Pointing dataset excerpts

-- -- --

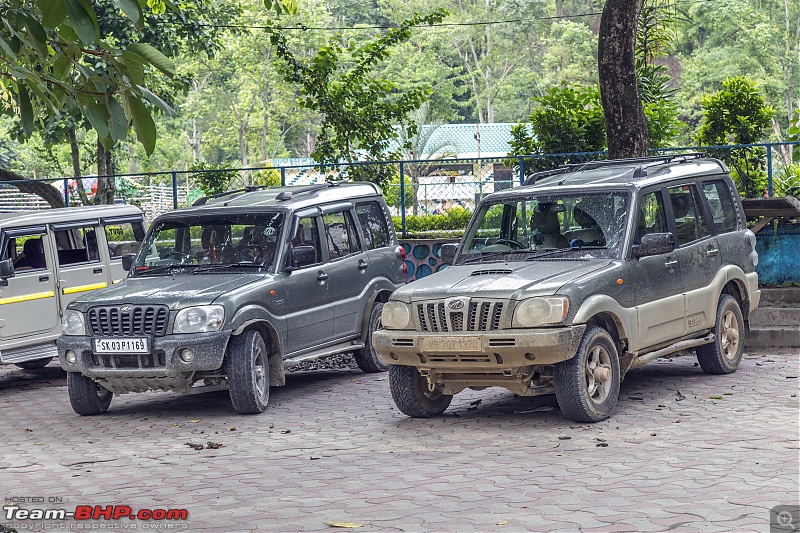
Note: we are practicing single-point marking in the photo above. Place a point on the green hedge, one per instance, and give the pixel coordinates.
(452, 223)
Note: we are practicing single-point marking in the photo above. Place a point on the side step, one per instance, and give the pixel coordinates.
(323, 352)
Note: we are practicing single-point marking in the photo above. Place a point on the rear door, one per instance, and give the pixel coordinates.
(80, 268)
(308, 304)
(658, 290)
(349, 270)
(28, 303)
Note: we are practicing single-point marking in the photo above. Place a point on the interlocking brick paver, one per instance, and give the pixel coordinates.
(501, 467)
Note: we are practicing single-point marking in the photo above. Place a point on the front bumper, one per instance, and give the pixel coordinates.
(478, 352)
(163, 360)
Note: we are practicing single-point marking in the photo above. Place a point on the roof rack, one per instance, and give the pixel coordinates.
(285, 195)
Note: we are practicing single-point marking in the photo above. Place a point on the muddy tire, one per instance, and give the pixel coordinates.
(587, 386)
(412, 395)
(724, 354)
(86, 396)
(367, 358)
(35, 365)
(248, 373)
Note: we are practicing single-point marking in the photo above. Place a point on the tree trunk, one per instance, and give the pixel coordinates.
(626, 126)
(76, 165)
(45, 191)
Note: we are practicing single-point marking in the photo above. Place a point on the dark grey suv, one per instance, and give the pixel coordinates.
(564, 285)
(229, 293)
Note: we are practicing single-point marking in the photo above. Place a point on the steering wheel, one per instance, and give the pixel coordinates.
(511, 243)
(251, 253)
(179, 256)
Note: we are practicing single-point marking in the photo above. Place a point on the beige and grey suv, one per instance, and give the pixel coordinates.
(562, 285)
(229, 293)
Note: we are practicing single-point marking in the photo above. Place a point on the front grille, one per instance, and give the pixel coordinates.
(479, 316)
(139, 320)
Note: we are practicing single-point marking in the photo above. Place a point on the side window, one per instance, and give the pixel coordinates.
(77, 245)
(340, 234)
(123, 238)
(373, 223)
(720, 199)
(651, 218)
(27, 253)
(308, 235)
(689, 220)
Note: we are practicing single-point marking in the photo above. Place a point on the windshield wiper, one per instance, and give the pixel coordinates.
(212, 268)
(488, 255)
(562, 250)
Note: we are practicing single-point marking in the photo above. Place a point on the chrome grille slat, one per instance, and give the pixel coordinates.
(141, 320)
(477, 316)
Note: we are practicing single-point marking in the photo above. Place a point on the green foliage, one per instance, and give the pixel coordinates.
(738, 114)
(213, 179)
(455, 219)
(358, 109)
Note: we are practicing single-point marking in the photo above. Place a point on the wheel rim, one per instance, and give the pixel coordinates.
(597, 374)
(259, 371)
(729, 335)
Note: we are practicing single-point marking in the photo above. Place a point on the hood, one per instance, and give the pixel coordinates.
(515, 280)
(177, 291)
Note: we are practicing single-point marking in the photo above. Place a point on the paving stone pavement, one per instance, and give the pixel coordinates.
(684, 451)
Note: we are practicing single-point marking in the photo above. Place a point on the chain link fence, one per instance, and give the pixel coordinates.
(427, 198)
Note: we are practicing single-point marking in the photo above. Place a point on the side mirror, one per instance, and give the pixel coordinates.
(303, 256)
(6, 270)
(654, 244)
(449, 252)
(127, 261)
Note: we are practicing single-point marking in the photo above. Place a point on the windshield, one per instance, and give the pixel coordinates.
(207, 243)
(581, 225)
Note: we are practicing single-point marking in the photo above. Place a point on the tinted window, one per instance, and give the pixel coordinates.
(124, 238)
(720, 199)
(651, 217)
(308, 235)
(373, 223)
(689, 220)
(27, 253)
(77, 245)
(340, 234)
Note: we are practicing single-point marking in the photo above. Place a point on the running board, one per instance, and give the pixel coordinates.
(29, 353)
(324, 352)
(677, 347)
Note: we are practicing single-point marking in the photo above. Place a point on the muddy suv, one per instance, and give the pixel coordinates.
(563, 285)
(229, 293)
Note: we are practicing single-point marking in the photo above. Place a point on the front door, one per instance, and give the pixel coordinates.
(28, 304)
(79, 265)
(309, 308)
(658, 289)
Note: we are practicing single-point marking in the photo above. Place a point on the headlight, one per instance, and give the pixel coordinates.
(396, 315)
(73, 323)
(539, 311)
(199, 319)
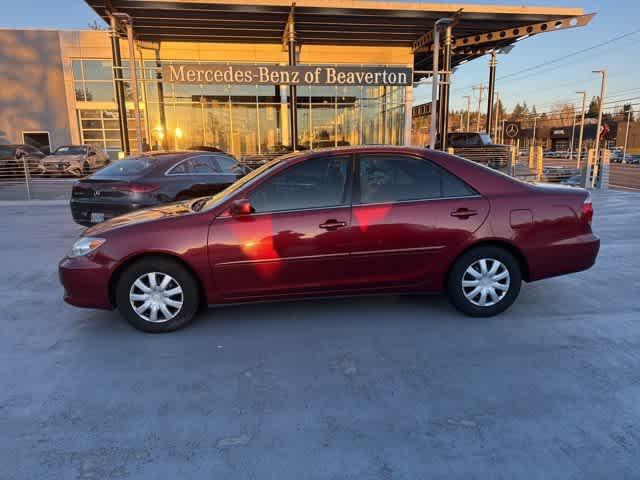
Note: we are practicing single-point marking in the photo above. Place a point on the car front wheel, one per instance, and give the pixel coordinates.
(484, 281)
(157, 295)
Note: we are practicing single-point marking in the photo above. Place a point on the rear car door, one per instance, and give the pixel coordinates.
(408, 213)
(298, 238)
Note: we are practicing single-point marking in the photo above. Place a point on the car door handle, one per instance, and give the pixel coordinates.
(332, 225)
(463, 213)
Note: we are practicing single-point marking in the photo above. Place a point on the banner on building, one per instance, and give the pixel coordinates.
(285, 75)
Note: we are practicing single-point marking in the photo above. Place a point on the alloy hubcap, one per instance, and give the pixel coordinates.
(156, 297)
(485, 282)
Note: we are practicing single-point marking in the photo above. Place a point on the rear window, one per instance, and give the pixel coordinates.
(70, 150)
(124, 168)
(7, 151)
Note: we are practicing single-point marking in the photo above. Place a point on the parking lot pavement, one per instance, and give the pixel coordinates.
(386, 387)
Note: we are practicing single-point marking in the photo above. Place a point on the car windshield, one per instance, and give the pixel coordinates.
(70, 150)
(124, 168)
(234, 187)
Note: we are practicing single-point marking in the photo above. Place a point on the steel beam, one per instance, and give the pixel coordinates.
(516, 32)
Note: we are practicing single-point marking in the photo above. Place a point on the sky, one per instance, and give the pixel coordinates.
(543, 86)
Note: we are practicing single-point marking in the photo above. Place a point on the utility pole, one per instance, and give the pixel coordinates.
(626, 137)
(435, 81)
(573, 134)
(492, 86)
(584, 106)
(468, 97)
(481, 89)
(603, 90)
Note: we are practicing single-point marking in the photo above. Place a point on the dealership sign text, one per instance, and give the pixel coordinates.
(286, 75)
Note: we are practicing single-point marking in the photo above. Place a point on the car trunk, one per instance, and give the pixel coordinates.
(103, 189)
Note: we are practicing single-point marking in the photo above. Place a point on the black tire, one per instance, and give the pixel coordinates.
(457, 274)
(179, 274)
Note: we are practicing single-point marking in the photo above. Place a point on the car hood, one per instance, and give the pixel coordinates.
(63, 158)
(142, 216)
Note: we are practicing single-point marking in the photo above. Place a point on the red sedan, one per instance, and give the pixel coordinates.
(345, 221)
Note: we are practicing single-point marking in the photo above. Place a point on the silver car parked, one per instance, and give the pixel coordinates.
(76, 160)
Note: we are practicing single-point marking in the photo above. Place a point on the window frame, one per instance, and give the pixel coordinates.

-- -- --

> _Description of the task_
Without the pictures, transcribe the listing above exactly.

> _Answer for the task_
Note: we are practicing single-point marking in the photo above. Place a point on the green hedge, one per instance, and give the pixel coordinates.
(452, 223)
Note: we are practicing single-point marking in the photo above. Place a point on the side step, one per instance, and give the pixel coordinates.
(323, 352)
Note: we are practicing single-point marking in the photo above. Place a point on the rear door, one per instance, and give the pixel coordinates.
(80, 268)
(308, 304)
(658, 290)
(349, 270)
(28, 303)
Note: we are practicing single-point marking in the photo above. Place a point on the interlocking brick paver, one per instance, and give the pixel coordinates.
(501, 467)
Note: we are practicing single-point marking in the photo above. Place a point on the front bumper, one per instance, and give the pixel coordinates.
(478, 352)
(163, 360)
Note: we are practicing single-point marking in the photo above. Place a point on the roof rack, one per instance, and give the pixel coordinates.
(285, 195)
Note: we are practicing single-point marking in the photo above. Place a point on the muddy tire, one per instance, and give the pixel coordinates.
(587, 386)
(412, 395)
(724, 354)
(86, 396)
(367, 358)
(35, 365)
(248, 373)
Note: we are practicing single-point marking in the photo above. Place a point on the tree trunk, one per instance, and give the pixel coordinates.
(626, 126)
(76, 165)
(45, 191)
Note: we are practicing single-point marking in the photo above. Place a point on the dark grey suv, one per instance, and give the pixel coordinates.
(564, 285)
(229, 293)
Note: we are practicing single-point marking in the photo above. Place a point on the steering wheel, one per instance, and give the pixel coordinates.
(511, 243)
(251, 253)
(179, 256)
Note: we are practicing single-point marking in the photo above. Place a point on the beige and grey suv, one per instance, and give the pixel coordinates.
(562, 285)
(229, 293)
Note: we are practicing single-point marking in the photo above. Place a point on the front grille, one per instance, and give the pixel coordinates.
(479, 316)
(139, 320)
Note: we are practicing single-point marking in the photo above. Place a point on the side window, one per instance, and give the pixel coordinates.
(77, 245)
(340, 234)
(123, 238)
(373, 223)
(720, 199)
(651, 218)
(27, 253)
(308, 235)
(689, 220)
Note: we are practicing single-point marking in the photo above. Place a point on the windshield wiper, one per instance, and give the pixel coordinates.
(212, 268)
(488, 255)
(562, 250)
Note: we are practicing single-point marking in the photo above. Place a point on the chrome grille slat, one per instance, and give the pixel coordinates.
(141, 320)
(477, 316)
Note: we are practicing single-point marking in the photo above. Place a point on the green foliage, one per instance, and give the pixel coordinates.
(738, 114)
(213, 179)
(455, 219)
(358, 109)
Note: we are practicing single-point marking in the photo above. Place a point on the wheel rim, one per instance, and give the pixel coordinates.
(597, 374)
(259, 371)
(729, 335)
Note: we are practicing single-point marking in the photo above. Place a point on the hood, one per instance, and give the pixel coordinates.
(515, 280)
(177, 291)
Note: we are practicing single-point marking in the photo above. Place a point on the paving stone pavement, one per instance, and give the pixel coordinates.
(684, 451)
Note: we are practicing single-point marking in the photo above. Place a point on the chain link fence, one per instance, and give the pixel coordinates.
(427, 198)
Note: we are practicing single-point marking in the photo above. Place a point on the side mirror, one per instance, and give the pixel coordinates.
(303, 256)
(6, 270)
(654, 244)
(449, 252)
(127, 261)
Note: we are practicing single-point marking in the photo above. Place a point on the windshield, one per instance, and give the pixel coordinates.
(207, 243)
(581, 225)
Note: we are practicing single-point marking in the photo above. Place a point on the tinted window, one per instance, and give the pixel coordinates.
(124, 238)
(720, 199)
(651, 217)
(308, 235)
(373, 223)
(689, 220)
(27, 253)
(77, 245)
(340, 234)
Note: we are practicing single-point marking in the photo above. Place a point on the running board, one per instance, and give the pixel coordinates.
(29, 353)
(324, 352)
(677, 347)
Note: we are practicing single-point marking in the photo above. Place a point on the muddy suv, one per instance, and give the pixel coordinates.
(563, 285)
(229, 293)
Note: we are practicing single-point marking in the photo above. Place a point on the front door, one per instance, and give the pixel coordinates.
(28, 304)
(79, 265)
(309, 308)
(658, 289)
Note: we are practicing single-point marking in the photo above. Place a point on the headlight, one per instance, and give the pixel coordinates.
(396, 315)
(73, 323)
(539, 311)
(199, 319)
Note: we are practicing single-point marking in the photo above. Place a point on the car front wheel, one per instance, and give the pixel coordinates.
(484, 281)
(157, 295)
Note: we are practicing single-point marking in the photo above. Place a point on the rear car door, one per instance, and give the pixel coordinates.
(408, 213)
(298, 238)
Note: we are practicing single-point marking in the photo above. Place a point on the car door handle, one per instance, and give the pixel coordinates.
(332, 225)
(463, 213)
Note: we are practicing single-point marking in the photo above. Place a point on the banner on building, one per instance, and give the pixel coordinates.
(285, 75)
Note: we are practicing single-point marking in the photo above. Place a point on the alloy hubcap, one per instance, and give the pixel coordinates.
(156, 297)
(485, 282)
Note: we are practicing single-point marking in the photo above. Place a point on the rear window, one per instance, and give the pixel coordinates.
(70, 150)
(124, 168)
(7, 151)
Note: we are practicing single-point marking in the photo above. Place a point on the parking lot pavement, one per instance, and give the pixel coordinates.
(386, 387)
Note: we are practicing single-point marking in the photo above. Place a point on the car windshield, one per instance, and give the pixel coordinates.
(70, 150)
(124, 168)
(234, 187)
Note: we are practicing single-point marking in the photo above. Place a point on the steel beam, one per instance, and give the pixel coordinates.
(516, 32)
Note: we are practicing single-point marking in the photo above. Place a point on the sky, one per instance, and give the pixel coordinates.
(543, 86)
Note: we are practicing single-point marking in the photo above. Place a point on the utility pole, one per instance, and give the pixel coordinates.
(626, 137)
(435, 81)
(573, 134)
(492, 86)
(584, 106)
(468, 97)
(481, 89)
(603, 90)
Note: we are practicing single-point marking in the photo above. Place a point on the dealership sign text, one per instance, and give the pixel coordinates.
(286, 75)
Note: we are practicing single-point marking in the photo above. Place a point on the car trunk, one per instance, and give the pixel coordinates.
(103, 189)
Note: we are practicing single-point marking in the photo above. Place a point on the black tire, one per instance, and give the pixel coordinates.
(457, 274)
(179, 274)
Note: we are practicing single-point marking in the photo above. Place a point on the car hood, one per instance, and give the pixel coordinates.
(63, 158)
(142, 216)
Note: we are practicing single-point marking in the photo above. Place a point on the red sedan, one per instance, and give the pixel coordinates.
(345, 221)
Note: we are practicing single-point marking in the photo above. Place a point on the silver car parked, one per instance, and give the pixel coordinates.
(76, 160)
Note: we are practicing single-point marking in the photo above. Place a point on the window frame, one per instance, and give the pixel coordinates.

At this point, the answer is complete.